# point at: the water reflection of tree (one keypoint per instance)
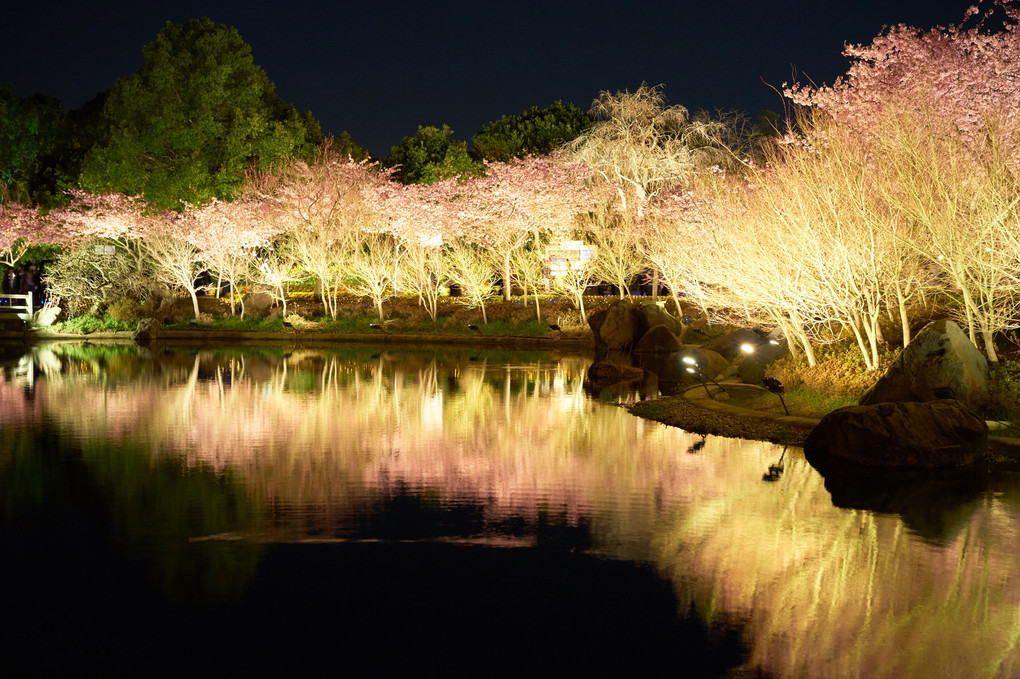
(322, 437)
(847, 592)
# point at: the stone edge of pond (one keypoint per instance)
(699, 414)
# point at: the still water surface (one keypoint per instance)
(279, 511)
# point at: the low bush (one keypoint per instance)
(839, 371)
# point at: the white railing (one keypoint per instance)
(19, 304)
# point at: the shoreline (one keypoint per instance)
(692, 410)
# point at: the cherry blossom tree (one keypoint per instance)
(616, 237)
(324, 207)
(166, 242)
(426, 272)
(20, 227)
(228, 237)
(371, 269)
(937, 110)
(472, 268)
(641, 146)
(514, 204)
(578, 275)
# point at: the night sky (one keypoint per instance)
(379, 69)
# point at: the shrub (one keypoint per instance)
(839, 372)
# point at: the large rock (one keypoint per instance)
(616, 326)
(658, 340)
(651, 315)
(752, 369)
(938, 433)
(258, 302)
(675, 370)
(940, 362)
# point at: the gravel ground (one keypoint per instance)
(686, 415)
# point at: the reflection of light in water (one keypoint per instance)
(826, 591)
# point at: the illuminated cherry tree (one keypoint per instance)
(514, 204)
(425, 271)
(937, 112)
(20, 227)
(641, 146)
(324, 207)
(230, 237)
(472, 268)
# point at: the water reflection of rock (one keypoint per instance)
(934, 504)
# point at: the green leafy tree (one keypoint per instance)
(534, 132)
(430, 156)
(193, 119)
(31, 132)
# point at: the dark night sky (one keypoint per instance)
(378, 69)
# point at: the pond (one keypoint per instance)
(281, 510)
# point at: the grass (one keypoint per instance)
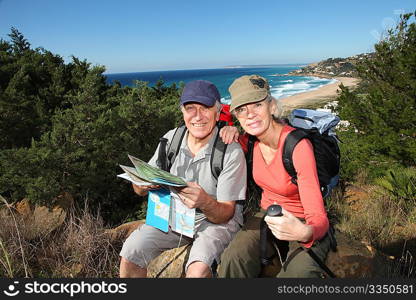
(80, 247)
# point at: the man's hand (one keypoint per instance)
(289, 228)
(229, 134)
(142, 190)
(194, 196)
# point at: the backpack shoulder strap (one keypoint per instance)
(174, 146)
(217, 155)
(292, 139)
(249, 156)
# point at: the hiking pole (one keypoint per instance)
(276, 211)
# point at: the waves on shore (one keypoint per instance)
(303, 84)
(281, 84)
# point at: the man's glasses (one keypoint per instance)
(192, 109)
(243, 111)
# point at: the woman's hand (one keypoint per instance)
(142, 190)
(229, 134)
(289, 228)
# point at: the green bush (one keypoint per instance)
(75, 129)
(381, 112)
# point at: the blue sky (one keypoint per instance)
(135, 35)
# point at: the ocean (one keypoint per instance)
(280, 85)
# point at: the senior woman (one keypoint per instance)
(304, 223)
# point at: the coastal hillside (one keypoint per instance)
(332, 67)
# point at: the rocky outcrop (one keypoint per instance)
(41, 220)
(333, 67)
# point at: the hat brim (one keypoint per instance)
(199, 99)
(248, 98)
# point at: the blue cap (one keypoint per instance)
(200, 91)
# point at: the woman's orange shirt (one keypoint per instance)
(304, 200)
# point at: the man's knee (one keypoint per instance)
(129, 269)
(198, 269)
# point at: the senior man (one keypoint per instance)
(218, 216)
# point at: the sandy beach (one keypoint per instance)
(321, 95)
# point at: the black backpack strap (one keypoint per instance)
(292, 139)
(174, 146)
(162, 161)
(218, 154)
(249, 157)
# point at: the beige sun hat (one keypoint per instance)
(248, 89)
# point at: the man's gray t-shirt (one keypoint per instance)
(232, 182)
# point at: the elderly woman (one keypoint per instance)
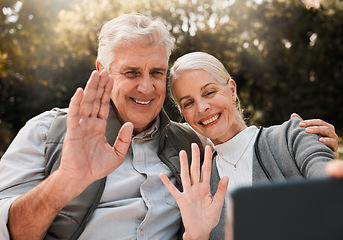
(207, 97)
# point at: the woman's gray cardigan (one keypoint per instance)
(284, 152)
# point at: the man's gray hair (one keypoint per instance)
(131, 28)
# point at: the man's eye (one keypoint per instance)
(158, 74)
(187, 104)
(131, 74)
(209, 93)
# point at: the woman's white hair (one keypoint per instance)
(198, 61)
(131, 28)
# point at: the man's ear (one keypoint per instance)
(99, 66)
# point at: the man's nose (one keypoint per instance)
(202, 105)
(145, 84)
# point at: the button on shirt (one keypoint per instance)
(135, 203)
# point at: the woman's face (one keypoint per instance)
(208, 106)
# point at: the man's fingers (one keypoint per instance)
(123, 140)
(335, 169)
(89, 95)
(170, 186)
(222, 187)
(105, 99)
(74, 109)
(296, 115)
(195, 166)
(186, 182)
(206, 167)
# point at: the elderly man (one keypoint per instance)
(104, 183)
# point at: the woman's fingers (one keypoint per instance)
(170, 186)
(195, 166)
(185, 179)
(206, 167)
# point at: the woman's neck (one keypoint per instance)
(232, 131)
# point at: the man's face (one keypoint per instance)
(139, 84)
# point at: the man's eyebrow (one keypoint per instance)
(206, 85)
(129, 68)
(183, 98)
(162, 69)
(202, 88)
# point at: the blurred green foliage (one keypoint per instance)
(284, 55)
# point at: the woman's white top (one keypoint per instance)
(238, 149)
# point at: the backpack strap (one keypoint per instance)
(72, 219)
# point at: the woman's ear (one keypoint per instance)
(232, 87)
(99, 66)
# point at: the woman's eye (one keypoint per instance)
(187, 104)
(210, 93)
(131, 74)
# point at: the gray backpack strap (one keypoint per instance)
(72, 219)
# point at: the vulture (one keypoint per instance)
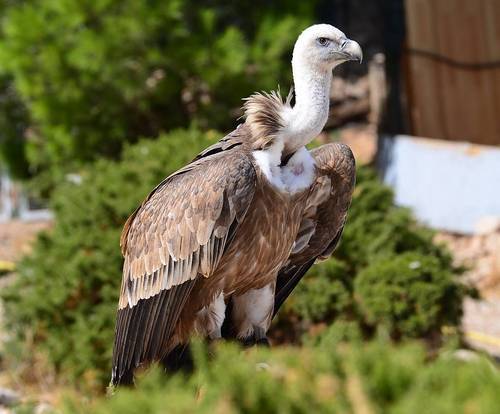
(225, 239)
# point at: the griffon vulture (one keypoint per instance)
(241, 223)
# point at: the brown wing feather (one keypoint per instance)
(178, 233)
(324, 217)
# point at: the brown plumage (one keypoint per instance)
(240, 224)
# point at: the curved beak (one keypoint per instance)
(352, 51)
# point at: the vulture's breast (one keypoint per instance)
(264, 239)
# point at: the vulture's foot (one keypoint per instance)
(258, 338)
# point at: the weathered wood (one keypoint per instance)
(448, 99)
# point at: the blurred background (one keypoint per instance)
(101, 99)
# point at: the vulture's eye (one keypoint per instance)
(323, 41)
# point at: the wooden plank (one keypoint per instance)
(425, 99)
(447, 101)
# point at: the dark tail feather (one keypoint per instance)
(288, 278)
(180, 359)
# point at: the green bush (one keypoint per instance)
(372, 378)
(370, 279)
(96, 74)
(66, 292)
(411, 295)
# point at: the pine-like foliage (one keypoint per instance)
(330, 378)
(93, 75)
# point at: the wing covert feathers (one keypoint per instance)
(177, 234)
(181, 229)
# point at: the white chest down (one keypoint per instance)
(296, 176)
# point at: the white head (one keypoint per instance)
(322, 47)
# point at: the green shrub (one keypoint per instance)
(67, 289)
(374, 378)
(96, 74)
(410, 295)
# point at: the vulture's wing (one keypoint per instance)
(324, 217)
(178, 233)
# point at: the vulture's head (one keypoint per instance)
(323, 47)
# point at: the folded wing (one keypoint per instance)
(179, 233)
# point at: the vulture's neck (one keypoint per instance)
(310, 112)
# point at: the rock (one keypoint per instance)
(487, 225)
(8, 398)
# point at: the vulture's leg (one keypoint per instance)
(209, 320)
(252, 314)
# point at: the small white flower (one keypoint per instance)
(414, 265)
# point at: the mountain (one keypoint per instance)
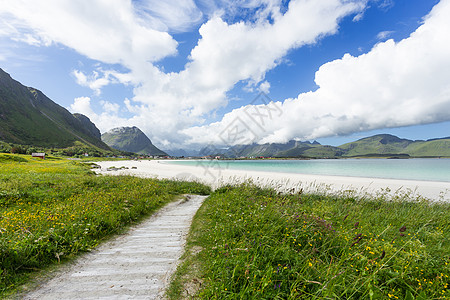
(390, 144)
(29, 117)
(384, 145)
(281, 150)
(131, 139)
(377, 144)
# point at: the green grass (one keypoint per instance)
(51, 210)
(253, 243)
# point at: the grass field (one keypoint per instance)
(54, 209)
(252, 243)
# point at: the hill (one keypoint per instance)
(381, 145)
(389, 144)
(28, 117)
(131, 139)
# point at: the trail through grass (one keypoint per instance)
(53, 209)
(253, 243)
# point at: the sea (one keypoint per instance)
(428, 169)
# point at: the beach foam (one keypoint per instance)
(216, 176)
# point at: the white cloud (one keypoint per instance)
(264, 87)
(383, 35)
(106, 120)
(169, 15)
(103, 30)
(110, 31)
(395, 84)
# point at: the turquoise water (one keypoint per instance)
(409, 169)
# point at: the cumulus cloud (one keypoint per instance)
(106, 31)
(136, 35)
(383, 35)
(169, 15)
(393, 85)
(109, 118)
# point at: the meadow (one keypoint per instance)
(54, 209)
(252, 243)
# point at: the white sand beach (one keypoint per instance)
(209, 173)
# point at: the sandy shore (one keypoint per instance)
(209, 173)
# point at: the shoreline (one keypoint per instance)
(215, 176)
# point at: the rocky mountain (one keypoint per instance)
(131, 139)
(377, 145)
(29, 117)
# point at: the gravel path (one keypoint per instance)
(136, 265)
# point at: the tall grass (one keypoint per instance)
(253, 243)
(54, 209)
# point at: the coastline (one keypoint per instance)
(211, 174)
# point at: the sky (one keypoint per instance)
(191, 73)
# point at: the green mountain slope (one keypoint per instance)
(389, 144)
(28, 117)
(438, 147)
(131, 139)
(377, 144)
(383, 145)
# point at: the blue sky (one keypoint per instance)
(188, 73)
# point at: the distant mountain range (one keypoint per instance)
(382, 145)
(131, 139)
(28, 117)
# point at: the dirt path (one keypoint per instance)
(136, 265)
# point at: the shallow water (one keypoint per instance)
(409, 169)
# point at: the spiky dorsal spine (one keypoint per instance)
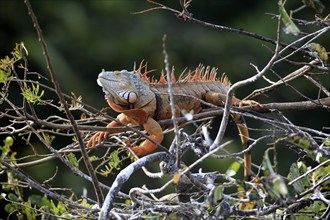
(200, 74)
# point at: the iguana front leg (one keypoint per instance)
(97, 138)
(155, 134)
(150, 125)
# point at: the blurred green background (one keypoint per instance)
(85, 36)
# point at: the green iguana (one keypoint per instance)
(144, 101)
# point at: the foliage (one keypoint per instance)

### Given instruction
Copy out the records from the line holding "# point at: the spiky" through the last line of the records, both ends included. Leave the pictures out of your copy.

### The reply
# point at: the spiky dorsal spine (one keypoint per instance)
(200, 74)
# point at: the iguana front leg (one keypoint per instance)
(97, 138)
(155, 134)
(150, 125)
# point at: the blurred green background (one keypoint per instance)
(85, 36)
# point at: the green iguana (one keypoint per instance)
(144, 101)
# point at: the foliage (one keypoint per instance)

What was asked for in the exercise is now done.